- EXERCISE BRIEF -
Restate, word for word, every line of the data.

- INPUT FOR THIS TASK -
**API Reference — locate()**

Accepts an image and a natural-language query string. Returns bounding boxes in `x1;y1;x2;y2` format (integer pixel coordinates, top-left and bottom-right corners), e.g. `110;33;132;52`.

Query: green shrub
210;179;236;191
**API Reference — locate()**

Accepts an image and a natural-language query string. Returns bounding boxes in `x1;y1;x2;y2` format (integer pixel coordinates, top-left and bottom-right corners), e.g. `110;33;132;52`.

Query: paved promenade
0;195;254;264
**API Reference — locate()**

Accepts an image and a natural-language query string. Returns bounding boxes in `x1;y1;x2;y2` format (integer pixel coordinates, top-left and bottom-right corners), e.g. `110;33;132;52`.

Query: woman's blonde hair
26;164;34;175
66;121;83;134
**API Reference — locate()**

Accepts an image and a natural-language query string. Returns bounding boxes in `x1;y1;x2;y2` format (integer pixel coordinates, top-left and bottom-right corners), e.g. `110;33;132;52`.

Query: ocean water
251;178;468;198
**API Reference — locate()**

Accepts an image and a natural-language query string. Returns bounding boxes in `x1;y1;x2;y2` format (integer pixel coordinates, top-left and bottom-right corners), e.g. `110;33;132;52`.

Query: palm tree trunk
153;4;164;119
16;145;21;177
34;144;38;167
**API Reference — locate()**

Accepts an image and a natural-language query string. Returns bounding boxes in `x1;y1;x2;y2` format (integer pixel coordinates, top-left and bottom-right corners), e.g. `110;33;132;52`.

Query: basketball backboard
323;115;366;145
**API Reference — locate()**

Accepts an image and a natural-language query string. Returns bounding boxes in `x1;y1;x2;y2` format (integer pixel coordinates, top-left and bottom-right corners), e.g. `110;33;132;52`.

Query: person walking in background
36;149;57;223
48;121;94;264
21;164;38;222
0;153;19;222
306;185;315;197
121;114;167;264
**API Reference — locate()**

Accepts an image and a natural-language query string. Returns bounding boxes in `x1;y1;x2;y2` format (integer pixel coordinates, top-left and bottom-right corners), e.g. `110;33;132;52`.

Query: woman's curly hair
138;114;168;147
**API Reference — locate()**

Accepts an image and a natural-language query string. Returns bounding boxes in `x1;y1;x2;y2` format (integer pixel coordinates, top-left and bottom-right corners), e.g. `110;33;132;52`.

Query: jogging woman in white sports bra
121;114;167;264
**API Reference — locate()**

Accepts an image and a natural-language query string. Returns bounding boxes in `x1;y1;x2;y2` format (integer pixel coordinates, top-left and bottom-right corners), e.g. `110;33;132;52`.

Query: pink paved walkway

- SOLVED EXERCISE -
**API Reference — locate()**

Accepts an image and a natural-language query string. Returns bounding boxes in `x1;y1;x2;y2` format (integer pixel coordinates, top-left and bottom-right corners), e.g. `110;33;132;52`.

Query: green shrub
210;179;236;191
**API Reference — locate()**

Accepts an image and a natural-language query string. Returns bounding boxes in `x1;y1;x2;y2` format (integer pixel coordinates, top-left and bottom-right corners), e.g. `110;33;132;52`.

Query: paved promenade
0;195;254;264
**API Reference — locate()**

Accepts an image and a natural-language query string. Returns bounding boxes in `x1;y1;x2;y2` format (integer pixel coordinates, top-left and bottom-right corners), e.g. `110;33;132;52`.

Query: woman's blonde hair
26;164;34;175
66;121;83;134
**API Reference — locate()**

Accepts an image and a natural-language query string. Returns bounding boxes in `x1;y1;x2;y2` format (integer pixel coordinates, top-left and bottom-right corners), e.g. `110;33;132;52`.

Query: ocean water
251;178;468;198
**API Reference — locate()**

Accepts an image and a natural-language query string. Returns bounding boxes in `x1;y1;x2;y2` format (integer pixel coordinates, top-left and bottom-right corners), e.g. `110;33;132;52`.

Query: palm tree trunk
153;4;164;119
16;145;21;177
34;144;38;167
**API Reference — locate()**

Accepts an image and a natural-language query string. Returns bounding boxes in `x1;y1;x2;y2` format (integer pixel coordinates, top-left and bottom-right corners), e.g. `110;33;132;52`.

Query: basketball backboard
323;115;366;145
**API Reference — locate()**

Accepts an image and a natural-language query string. Returns bounding boxes in `x1;y1;x2;y2` format (integer pixel coordinates, top-left and bottom-right corners), e.g. `110;33;132;52`.

Query: person walking in background
36;149;57;223
48;121;94;264
21;164;38;222
0;153;19;222
306;185;315;197
121;114;167;264
**API Reference — locate()**

Accepts an image and a natural-language query string. Returns bounding boxes in `x1;y1;x2;y2` format (integer pixel coordinates, top-left and bottom-right corners), e.g. `110;33;132;52`.

Query: woman's curly hair
138;114;168;147
**API Reference — locate()**

Accepts an image and a natural-language query string. Returns bounding boxes in `x1;y1;x2;y2` format (integer pixel coordinates, top-left and bottom-right corners), e.g. `110;33;132;52`.

Query: jogging woman in white sports bra
121;114;167;264
**API Reference — locate()**

Accepts an image and a natural-language query string. Returns bounding boxes in `x1;y1;x2;y2` format (integer pixel coordinates, top-left and bottom-right corners), e.g. `110;33;132;52`.

Query: pink paved walkway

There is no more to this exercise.